=== Supplied data ===

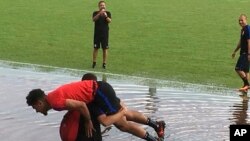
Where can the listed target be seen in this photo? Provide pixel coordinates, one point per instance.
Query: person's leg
(159, 126)
(242, 69)
(69, 126)
(95, 52)
(134, 129)
(105, 53)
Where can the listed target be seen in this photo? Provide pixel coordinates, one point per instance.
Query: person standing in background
(102, 18)
(242, 66)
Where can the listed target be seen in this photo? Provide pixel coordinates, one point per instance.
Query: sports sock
(246, 83)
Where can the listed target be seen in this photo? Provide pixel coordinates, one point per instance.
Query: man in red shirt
(76, 95)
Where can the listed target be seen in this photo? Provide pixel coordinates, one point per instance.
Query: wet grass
(188, 41)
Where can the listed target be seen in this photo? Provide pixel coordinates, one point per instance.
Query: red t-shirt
(81, 91)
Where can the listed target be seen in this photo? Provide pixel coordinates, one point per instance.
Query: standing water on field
(192, 113)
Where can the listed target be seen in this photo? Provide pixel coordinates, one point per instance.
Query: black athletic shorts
(106, 99)
(101, 40)
(97, 136)
(242, 63)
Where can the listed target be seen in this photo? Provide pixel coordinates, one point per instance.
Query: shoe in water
(104, 66)
(160, 129)
(244, 89)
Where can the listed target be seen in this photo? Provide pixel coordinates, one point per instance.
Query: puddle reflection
(190, 115)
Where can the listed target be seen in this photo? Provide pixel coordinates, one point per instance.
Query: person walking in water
(242, 65)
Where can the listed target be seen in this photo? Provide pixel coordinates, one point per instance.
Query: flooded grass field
(192, 112)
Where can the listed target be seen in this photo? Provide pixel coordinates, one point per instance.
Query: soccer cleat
(244, 89)
(160, 129)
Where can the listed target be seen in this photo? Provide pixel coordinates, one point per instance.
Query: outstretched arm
(82, 108)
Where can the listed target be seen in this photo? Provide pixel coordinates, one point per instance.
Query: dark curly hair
(34, 95)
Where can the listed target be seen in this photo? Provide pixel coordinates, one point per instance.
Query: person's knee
(122, 127)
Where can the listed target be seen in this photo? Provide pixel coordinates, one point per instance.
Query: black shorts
(242, 63)
(97, 136)
(106, 98)
(101, 41)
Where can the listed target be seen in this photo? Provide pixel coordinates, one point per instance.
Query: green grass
(187, 40)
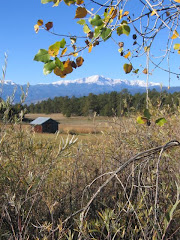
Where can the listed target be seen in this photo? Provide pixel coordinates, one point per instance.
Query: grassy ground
(77, 125)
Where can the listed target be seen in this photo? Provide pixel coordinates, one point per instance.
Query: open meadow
(113, 180)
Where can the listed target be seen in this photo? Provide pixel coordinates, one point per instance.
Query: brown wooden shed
(45, 125)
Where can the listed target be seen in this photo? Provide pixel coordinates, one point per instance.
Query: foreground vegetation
(98, 189)
(107, 104)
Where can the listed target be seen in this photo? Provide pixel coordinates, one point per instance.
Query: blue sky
(21, 43)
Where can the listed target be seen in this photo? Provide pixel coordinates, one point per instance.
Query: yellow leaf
(79, 2)
(54, 49)
(113, 12)
(153, 13)
(145, 71)
(81, 12)
(127, 55)
(120, 14)
(79, 61)
(75, 54)
(63, 51)
(59, 72)
(90, 48)
(67, 67)
(127, 68)
(175, 35)
(36, 28)
(125, 13)
(40, 22)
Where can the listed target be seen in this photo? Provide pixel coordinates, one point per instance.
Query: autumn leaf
(161, 121)
(63, 51)
(125, 13)
(40, 22)
(49, 25)
(67, 67)
(79, 2)
(90, 48)
(153, 13)
(176, 46)
(36, 28)
(145, 71)
(79, 61)
(123, 29)
(42, 56)
(59, 72)
(113, 13)
(121, 44)
(81, 12)
(127, 68)
(81, 22)
(75, 54)
(96, 21)
(127, 55)
(175, 35)
(141, 120)
(49, 67)
(120, 14)
(54, 49)
(86, 29)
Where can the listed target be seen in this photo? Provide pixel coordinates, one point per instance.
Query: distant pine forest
(107, 104)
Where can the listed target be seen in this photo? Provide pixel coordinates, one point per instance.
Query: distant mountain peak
(95, 84)
(7, 82)
(101, 80)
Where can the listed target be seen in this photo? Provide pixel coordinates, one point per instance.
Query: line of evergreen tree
(107, 104)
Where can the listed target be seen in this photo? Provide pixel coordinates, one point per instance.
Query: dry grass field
(124, 184)
(77, 125)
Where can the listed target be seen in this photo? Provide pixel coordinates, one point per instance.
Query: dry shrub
(43, 185)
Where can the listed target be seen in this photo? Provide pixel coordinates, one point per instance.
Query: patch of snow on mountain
(7, 82)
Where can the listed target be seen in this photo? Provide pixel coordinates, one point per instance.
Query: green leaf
(86, 29)
(136, 71)
(81, 22)
(59, 64)
(62, 43)
(97, 31)
(147, 114)
(123, 29)
(96, 21)
(48, 67)
(73, 40)
(161, 121)
(105, 33)
(176, 46)
(141, 120)
(81, 12)
(127, 67)
(54, 49)
(42, 56)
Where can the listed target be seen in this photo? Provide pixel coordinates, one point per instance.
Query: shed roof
(39, 120)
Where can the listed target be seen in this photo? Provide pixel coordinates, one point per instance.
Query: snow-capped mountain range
(79, 87)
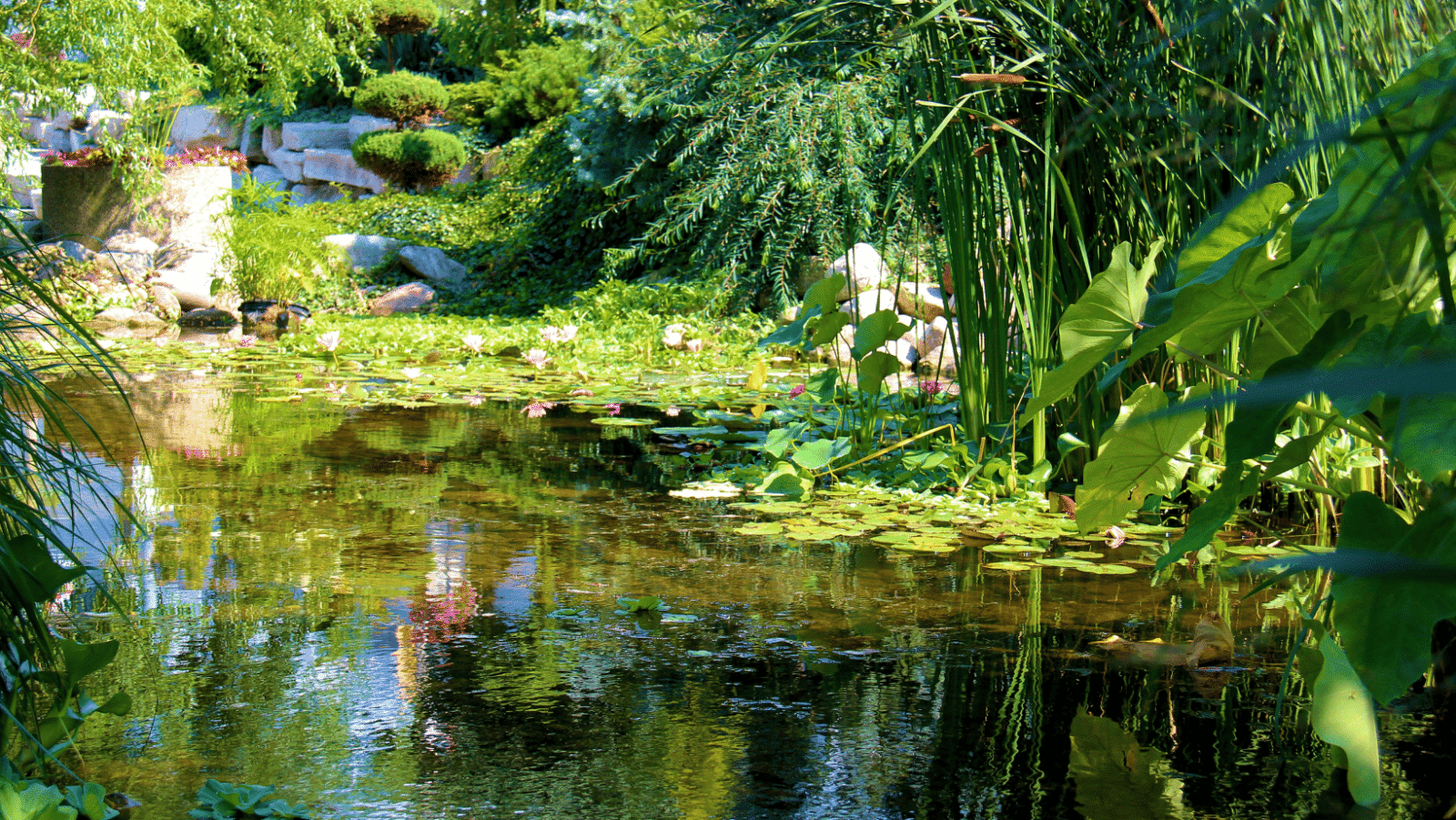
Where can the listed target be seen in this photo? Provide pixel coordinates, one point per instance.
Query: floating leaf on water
(1067, 562)
(708, 490)
(1106, 568)
(1012, 548)
(1009, 565)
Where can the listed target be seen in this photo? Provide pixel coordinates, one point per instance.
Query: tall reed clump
(1052, 131)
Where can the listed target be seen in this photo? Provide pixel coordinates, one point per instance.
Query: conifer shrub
(408, 99)
(531, 86)
(414, 159)
(404, 16)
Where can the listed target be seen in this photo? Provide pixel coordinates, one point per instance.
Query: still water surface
(366, 609)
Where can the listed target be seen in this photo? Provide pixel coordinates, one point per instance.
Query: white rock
(863, 269)
(191, 278)
(360, 126)
(364, 251)
(926, 335)
(201, 126)
(938, 363)
(870, 302)
(434, 266)
(302, 136)
(104, 121)
(921, 300)
(337, 165)
(130, 242)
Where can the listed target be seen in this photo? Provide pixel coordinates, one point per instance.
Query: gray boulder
(364, 251)
(434, 266)
(405, 299)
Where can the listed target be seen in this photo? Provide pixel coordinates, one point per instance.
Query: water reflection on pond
(412, 613)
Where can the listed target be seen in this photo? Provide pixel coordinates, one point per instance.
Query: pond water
(412, 613)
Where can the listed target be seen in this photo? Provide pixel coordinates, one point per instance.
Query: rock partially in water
(208, 318)
(412, 298)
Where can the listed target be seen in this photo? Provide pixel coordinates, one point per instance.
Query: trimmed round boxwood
(404, 16)
(408, 99)
(411, 159)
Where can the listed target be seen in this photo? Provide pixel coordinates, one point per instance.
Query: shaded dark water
(364, 608)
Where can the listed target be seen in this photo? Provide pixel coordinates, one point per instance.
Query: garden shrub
(276, 251)
(405, 98)
(411, 159)
(404, 16)
(529, 86)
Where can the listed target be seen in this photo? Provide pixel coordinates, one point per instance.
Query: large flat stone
(288, 164)
(303, 136)
(201, 126)
(337, 165)
(434, 266)
(404, 299)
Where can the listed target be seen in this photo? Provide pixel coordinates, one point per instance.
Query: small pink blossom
(553, 334)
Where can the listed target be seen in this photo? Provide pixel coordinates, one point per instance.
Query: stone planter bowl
(91, 204)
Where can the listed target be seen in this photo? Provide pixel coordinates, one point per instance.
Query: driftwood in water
(1212, 645)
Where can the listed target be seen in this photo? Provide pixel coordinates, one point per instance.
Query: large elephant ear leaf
(1139, 458)
(1098, 324)
(1343, 715)
(1385, 621)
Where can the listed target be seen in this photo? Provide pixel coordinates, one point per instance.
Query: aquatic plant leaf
(1343, 715)
(1387, 621)
(1136, 459)
(1116, 776)
(1099, 322)
(1205, 309)
(874, 369)
(1293, 455)
(815, 455)
(875, 329)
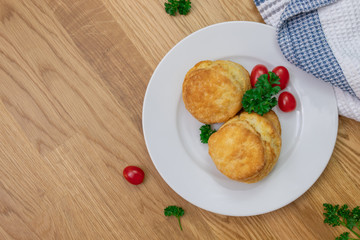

===

Find every line in the items above that contains the string "rock", and copy each one out. Case counts.

> **Solution to this exercise**:
Query: white rock
Query: rock partially in water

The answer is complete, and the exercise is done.